Source:
======
Spirit Matters, by Matt Pallamary

It's been a while since I've written a book review. My interests these days are to do with opera, and opera has nothing to do with new books, especially works of lesser established authors. More people write reviews of books than opera. You can join the online book club Goodreads and write your own review. Others can easily comment on it. There doesn't seem to be a need for me to write book reviews the old fashion way, i.e. on Dreamweaver and in HTML code.

Still, Matthew Pallamary's new book, entitled "Spirit Matters" caught my attention. What is spirit? Is it about matters of spirit or is it that spirit DOES matter?

Since it's a memoir, I read it like a memoir ---- an account of the author's beginnings and the journey to where he's at now. I received the book in mid-September and only just yesterday finished it. Not that it took me THAT long to read it, but it required pacing. Or rather, it's not a book to read in one go.
======
Given exercise: Can you reproduce the review of "Spirit Matters" word for word, from its title line to its last sentence?

Supplied data:
======
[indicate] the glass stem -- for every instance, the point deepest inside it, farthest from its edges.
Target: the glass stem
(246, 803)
======
Problem solution:
Spirit Matters, by Matt Pallamary

It's been a while since I've written a book review. My interests these days are to do with opera, and opera has nothing to do with new books, especially works of lesser established authors. More people write reviews of books than opera. You can join the online book club Goodreads and write your own review. Others can easily comment on it. There doesn't seem to be a need for me to write book reviews the old fashion way, i.e. on Dreamweaver and in HTML code.

Still, Matthew Pallamary's new book, entitled "Spirit Matters" caught my attention. What is spirit? Is it about matters of spirit or is it that spirit DOES matter?

Since it's a memoir, I read it like a memoir ---- an account of the author's beginnings and the journey to where he's at now. I received the book in mid-September and only just yesterday finished it. Not that it took me THAT long to read it, but it required pacing. Or rather, it's not a book to read in one go.